Prompt:
Find how many lines of the entries contain the word "below", then report that figure alone.

Given records:
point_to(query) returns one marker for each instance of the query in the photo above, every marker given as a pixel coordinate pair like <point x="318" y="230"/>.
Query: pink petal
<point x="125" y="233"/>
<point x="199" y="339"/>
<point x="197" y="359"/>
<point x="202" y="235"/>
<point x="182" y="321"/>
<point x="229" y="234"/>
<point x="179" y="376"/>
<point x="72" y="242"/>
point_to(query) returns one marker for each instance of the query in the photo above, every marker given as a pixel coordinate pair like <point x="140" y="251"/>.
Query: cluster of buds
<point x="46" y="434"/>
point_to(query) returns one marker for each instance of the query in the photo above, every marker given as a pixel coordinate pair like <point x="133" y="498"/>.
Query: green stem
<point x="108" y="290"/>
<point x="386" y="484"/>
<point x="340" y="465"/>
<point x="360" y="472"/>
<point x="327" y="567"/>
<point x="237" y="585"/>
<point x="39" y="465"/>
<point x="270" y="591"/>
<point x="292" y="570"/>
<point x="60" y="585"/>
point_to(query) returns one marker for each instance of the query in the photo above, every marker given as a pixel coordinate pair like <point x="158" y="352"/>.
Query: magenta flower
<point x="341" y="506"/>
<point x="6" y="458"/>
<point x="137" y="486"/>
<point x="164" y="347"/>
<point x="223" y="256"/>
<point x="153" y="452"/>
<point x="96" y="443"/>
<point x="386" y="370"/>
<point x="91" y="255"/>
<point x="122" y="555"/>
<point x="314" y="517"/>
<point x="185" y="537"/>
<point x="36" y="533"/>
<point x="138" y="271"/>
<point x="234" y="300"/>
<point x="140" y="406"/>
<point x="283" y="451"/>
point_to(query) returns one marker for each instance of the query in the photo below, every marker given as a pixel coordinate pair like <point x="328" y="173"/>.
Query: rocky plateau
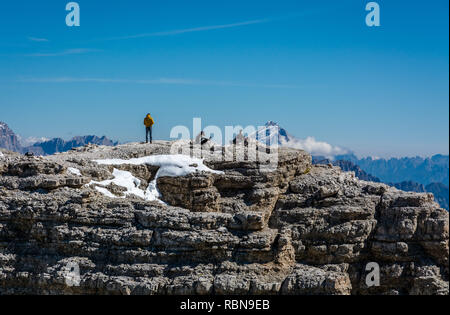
<point x="296" y="229"/>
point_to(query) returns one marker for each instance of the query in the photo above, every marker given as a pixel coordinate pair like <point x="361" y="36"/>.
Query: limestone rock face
<point x="295" y="229"/>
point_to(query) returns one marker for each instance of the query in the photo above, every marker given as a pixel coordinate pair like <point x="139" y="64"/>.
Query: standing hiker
<point x="148" y="122"/>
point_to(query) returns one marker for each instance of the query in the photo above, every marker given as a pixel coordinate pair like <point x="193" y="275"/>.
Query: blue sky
<point x="312" y="66"/>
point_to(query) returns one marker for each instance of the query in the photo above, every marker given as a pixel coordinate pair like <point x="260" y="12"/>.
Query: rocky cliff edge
<point x="69" y="224"/>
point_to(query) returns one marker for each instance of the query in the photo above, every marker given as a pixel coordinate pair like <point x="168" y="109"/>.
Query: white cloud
<point x="314" y="147"/>
<point x="31" y="140"/>
<point x="194" y="29"/>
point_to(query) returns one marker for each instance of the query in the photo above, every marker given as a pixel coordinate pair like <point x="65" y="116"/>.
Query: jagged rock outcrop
<point x="296" y="229"/>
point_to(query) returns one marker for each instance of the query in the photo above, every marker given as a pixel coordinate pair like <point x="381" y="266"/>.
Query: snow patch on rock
<point x="74" y="171"/>
<point x="169" y="165"/>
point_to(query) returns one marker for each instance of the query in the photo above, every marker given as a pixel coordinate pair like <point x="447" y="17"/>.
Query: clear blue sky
<point x="312" y="66"/>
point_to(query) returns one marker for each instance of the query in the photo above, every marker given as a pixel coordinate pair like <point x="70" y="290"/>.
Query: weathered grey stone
<point x="295" y="229"/>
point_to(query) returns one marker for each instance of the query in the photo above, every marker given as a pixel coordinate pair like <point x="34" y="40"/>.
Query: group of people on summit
<point x="200" y="139"/>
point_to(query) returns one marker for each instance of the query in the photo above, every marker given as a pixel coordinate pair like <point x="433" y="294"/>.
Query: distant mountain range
<point x="10" y="141"/>
<point x="409" y="174"/>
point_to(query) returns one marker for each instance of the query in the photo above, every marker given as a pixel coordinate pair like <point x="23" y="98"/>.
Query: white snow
<point x="170" y="165"/>
<point x="74" y="171"/>
<point x="124" y="179"/>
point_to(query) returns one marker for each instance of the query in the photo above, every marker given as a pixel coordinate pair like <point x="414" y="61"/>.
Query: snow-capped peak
<point x="273" y="134"/>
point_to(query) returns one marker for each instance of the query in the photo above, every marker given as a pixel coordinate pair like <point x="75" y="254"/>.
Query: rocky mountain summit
<point x="120" y="220"/>
<point x="10" y="141"/>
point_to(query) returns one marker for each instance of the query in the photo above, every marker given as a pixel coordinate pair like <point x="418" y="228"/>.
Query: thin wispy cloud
<point x="38" y="39"/>
<point x="194" y="29"/>
<point x="74" y="51"/>
<point x="166" y="81"/>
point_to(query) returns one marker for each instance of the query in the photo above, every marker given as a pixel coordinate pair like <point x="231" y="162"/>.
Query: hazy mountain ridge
<point x="10" y="141"/>
<point x="415" y="174"/>
<point x="425" y="171"/>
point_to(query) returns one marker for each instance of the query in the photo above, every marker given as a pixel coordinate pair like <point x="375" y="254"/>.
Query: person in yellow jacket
<point x="148" y="122"/>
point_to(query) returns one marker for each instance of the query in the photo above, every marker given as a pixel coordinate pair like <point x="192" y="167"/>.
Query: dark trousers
<point x="148" y="131"/>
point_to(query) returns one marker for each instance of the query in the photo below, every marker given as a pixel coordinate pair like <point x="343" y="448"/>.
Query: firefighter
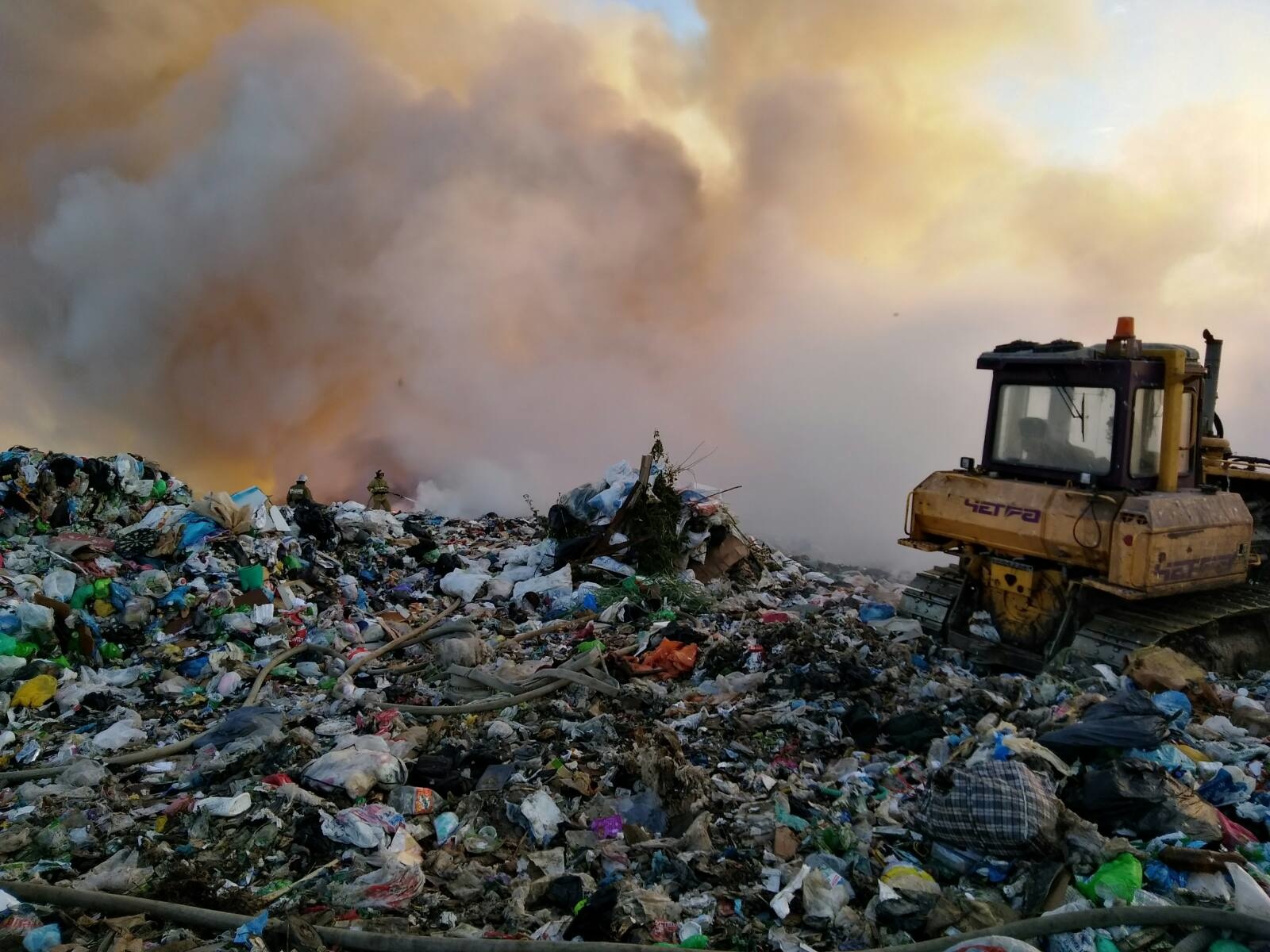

Answer box:
2